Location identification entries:
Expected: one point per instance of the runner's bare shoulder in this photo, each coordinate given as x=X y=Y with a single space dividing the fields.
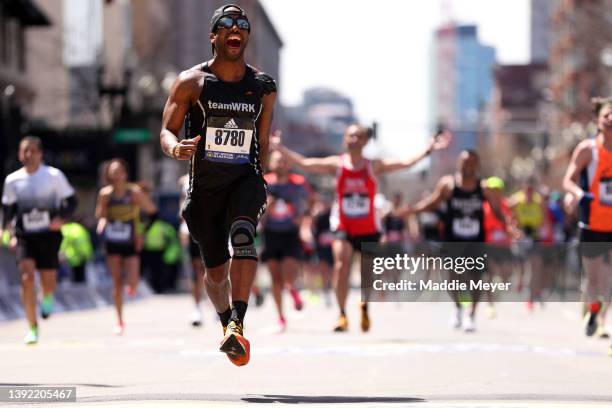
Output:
x=268 y=84
x=583 y=153
x=189 y=83
x=447 y=183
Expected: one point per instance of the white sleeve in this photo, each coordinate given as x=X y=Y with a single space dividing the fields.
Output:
x=9 y=197
x=62 y=186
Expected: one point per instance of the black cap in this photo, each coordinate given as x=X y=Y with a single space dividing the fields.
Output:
x=221 y=12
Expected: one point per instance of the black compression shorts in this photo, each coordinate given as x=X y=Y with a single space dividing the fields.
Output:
x=42 y=248
x=210 y=214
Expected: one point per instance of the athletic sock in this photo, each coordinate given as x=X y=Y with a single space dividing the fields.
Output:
x=225 y=317
x=238 y=310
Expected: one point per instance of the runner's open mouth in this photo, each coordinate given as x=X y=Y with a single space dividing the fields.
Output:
x=234 y=42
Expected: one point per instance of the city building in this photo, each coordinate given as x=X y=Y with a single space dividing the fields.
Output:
x=462 y=88
x=519 y=137
x=17 y=92
x=102 y=74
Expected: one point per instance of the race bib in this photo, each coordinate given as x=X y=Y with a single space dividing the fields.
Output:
x=466 y=227
x=36 y=221
x=281 y=210
x=228 y=140
x=499 y=235
x=356 y=205
x=326 y=239
x=605 y=191
x=118 y=232
x=394 y=236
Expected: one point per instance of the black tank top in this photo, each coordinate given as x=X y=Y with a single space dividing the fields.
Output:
x=464 y=217
x=225 y=116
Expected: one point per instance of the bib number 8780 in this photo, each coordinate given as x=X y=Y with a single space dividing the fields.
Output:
x=235 y=137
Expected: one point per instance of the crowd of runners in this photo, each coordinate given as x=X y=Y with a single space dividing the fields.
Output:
x=246 y=200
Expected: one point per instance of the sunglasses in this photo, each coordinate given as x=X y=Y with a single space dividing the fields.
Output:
x=228 y=22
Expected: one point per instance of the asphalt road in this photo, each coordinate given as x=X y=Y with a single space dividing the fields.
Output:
x=411 y=357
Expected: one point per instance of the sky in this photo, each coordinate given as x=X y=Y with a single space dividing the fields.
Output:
x=377 y=53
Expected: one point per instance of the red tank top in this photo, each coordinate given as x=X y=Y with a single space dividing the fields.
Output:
x=495 y=231
x=356 y=189
x=600 y=208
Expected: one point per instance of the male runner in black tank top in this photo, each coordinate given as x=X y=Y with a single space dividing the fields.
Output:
x=464 y=193
x=227 y=107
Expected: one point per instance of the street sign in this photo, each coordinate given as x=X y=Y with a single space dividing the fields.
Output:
x=131 y=136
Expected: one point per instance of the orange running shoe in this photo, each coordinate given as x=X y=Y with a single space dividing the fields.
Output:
x=365 y=318
x=342 y=324
x=237 y=348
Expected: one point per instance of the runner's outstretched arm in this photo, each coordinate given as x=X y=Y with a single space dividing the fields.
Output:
x=437 y=142
x=319 y=165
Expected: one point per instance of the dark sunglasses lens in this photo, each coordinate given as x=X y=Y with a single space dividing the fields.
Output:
x=225 y=22
x=243 y=24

*Task prompt*:
Please reproduce the entries from the line with "Expected: one point per instance of the black compression" up to and including the line with "x=238 y=310", swapping "athletic sock" for "running sock" and keeping everything else the same. Give only those lines.

*Complete answer*:
Expected: one point per instance of the black compression shorts in this photo, each coordinate given as x=X y=Y with a single space dividing the fields.
Output:
x=42 y=248
x=210 y=214
Expected: one point per instance of the running sock in this photo, each coordinate given as x=X y=Y with a single space dividing the fields.
Output:
x=225 y=317
x=238 y=310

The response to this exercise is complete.